### Polecenie:
Proszę streścić cytowany tekst w dwóch zdaniach.

### Cytowany tekst:
»»

Verstappen odpowiada Hamiltonowi: wyjątkowi kierowcy także robią różnicę
Max Verstappen odniósł się do niedawnych słów Lewisa Hamiltona, który pochwalił Adriana Neweya za genialną konstrukcję RB18, sugerując tym samym, że to bolid odpowiada za ostatnie sukcesy holenderskiego kierowcy.Verstappen nie musiał długo myśleć nad ripostą wskazując, że "wyjątkowi kierowcy" także robią różnicę, nawet jeżeli posiadają do swojej dyspozycji zwycięskie bolidy.
Nowa era regulacji technicznych w F1, oparta o efekt przyziemny sprawiła, że to konstrukcja Adriana Neweya okazała się wzorem osiągów dla rywali. Po 15 wyścigach Red Bull ma komfortową przewagę w obu klasyfikacjach mistrzostw świata.
Po podwójnym zwycięstwie ekipy z Milton Keynes w Belgii Lewis Hamilton wychwalał zasługi Adriana Neweya, twierdząc, że legendarny projektant "nie buduje złych bolidów".
Hamilton wskazywał wtedy, że Verstpapen nie ma problemów na nierównych torach, a bolid Red Bulla "świetnie jeździ", dodając: "Wiem, że Adrian pisał swoją pracę dyplomową o efekcie przyziemnym. To nie jest żadne zaskoczenie. Jest jedynym, który projektuje bolidy ręcznie [na desce kreślarskiej]."
"Jego wiedza w tym temacie na pewno stanowiła dla nich przewagę i świetnie wykonali swoją robotę."
Verstappen zapytany o komentarze swojego rywala po wygraniu GP Holandii, po otrzymaniu pytania czy każdy mógłby zdominować sezon mając do dyspozycji tak dobry bolid, odpierał: "Oczywiście wiele zależy od zespołu, tak jak to było w przypadku kiedy Lewis zdobywał swoje mistrzostwa."

««

### Dostarczone wiersze:
»»

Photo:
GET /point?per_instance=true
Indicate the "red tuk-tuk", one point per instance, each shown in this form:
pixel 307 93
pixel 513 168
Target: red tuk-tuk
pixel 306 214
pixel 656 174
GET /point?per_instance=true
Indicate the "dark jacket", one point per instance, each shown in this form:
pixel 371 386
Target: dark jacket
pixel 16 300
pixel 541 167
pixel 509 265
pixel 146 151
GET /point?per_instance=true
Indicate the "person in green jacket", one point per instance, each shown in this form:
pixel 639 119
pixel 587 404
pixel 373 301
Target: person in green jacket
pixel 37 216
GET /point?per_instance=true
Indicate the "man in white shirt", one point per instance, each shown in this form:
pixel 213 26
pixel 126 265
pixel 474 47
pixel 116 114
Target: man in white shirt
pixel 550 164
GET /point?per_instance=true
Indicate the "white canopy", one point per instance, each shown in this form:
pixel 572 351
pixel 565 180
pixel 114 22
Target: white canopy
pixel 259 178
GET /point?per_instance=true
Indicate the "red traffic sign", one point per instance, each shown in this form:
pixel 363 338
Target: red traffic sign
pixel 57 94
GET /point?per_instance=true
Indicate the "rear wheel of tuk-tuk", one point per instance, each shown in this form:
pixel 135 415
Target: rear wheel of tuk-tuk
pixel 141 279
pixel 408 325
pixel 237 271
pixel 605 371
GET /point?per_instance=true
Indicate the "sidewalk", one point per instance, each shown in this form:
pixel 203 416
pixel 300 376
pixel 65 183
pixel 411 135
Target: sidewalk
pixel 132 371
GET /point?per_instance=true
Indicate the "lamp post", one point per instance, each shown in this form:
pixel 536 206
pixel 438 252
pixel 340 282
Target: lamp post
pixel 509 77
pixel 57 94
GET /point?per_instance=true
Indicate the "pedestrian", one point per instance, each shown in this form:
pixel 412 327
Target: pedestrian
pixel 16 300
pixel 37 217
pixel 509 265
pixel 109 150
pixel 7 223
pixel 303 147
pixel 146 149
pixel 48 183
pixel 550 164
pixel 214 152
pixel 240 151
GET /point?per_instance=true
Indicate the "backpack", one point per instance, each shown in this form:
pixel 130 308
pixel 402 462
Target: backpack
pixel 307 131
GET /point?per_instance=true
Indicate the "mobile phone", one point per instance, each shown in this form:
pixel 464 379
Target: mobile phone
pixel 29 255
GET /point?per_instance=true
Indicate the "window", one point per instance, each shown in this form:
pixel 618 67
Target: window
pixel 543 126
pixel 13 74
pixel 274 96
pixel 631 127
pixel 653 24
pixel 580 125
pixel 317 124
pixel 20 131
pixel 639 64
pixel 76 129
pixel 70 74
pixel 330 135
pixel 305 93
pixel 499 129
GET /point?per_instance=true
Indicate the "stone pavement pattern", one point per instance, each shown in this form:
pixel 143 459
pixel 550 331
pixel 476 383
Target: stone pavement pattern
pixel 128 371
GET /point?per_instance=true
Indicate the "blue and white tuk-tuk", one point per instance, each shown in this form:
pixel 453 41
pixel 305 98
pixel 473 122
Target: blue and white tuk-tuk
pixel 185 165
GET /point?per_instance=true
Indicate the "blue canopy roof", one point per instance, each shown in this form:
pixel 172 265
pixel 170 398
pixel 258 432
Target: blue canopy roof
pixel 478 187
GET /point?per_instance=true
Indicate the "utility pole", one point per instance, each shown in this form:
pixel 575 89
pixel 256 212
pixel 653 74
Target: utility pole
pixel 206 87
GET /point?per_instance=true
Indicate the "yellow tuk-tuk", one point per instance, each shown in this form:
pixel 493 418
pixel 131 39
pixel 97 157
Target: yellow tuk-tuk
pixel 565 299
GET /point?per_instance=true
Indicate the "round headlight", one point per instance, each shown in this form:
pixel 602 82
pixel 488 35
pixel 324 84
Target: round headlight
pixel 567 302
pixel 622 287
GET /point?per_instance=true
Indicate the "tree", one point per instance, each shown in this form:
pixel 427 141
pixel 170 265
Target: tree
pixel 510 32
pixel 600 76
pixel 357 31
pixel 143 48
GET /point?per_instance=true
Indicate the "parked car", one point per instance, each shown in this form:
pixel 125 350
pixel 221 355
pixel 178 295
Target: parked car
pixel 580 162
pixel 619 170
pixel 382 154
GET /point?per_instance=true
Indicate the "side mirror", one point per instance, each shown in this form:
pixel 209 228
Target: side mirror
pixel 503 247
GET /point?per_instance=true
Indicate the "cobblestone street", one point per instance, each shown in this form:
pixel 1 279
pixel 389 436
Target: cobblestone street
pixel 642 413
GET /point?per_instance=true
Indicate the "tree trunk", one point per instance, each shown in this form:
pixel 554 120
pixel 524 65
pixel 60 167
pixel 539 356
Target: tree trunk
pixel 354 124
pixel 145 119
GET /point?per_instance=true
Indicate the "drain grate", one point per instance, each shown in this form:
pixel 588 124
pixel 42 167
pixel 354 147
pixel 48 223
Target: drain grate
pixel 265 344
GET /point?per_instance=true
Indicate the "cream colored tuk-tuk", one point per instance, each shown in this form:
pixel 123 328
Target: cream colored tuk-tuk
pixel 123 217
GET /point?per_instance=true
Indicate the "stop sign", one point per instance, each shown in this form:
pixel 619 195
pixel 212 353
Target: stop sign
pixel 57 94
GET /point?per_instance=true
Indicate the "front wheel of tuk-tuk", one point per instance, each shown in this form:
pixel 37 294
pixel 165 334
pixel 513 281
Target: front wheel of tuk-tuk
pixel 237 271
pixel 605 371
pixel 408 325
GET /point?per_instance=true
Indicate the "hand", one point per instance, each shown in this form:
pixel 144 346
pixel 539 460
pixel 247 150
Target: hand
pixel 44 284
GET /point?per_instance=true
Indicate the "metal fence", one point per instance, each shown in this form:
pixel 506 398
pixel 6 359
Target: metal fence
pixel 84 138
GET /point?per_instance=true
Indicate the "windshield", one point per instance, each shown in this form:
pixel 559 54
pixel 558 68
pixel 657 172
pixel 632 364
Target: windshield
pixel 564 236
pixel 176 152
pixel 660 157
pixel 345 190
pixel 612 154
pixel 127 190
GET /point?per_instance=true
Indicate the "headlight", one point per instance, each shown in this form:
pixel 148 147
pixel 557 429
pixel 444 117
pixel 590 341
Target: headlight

««

### Odpowiedź:
Po podwójnym zwycięstwie Red Bulla w Belgii Lewis Hamilton chwalił Adriana Neweya za konstrukcję bolidu RB18, sugerując tym samym, że to bolid odpowiada za ostatnie sukcesy Maxa Verstappena. Verstappen odpowiedział, że wyjątkowi kierowcy także robią różnicę, nawet jeśli dysponują zwycięskimi bolidami, a po wygraniu GP Holandii stwierdził, że wiele zależy od zespołu, tak jak wtedy, gdy Hamilton zdobywał swoje mistrzostwa.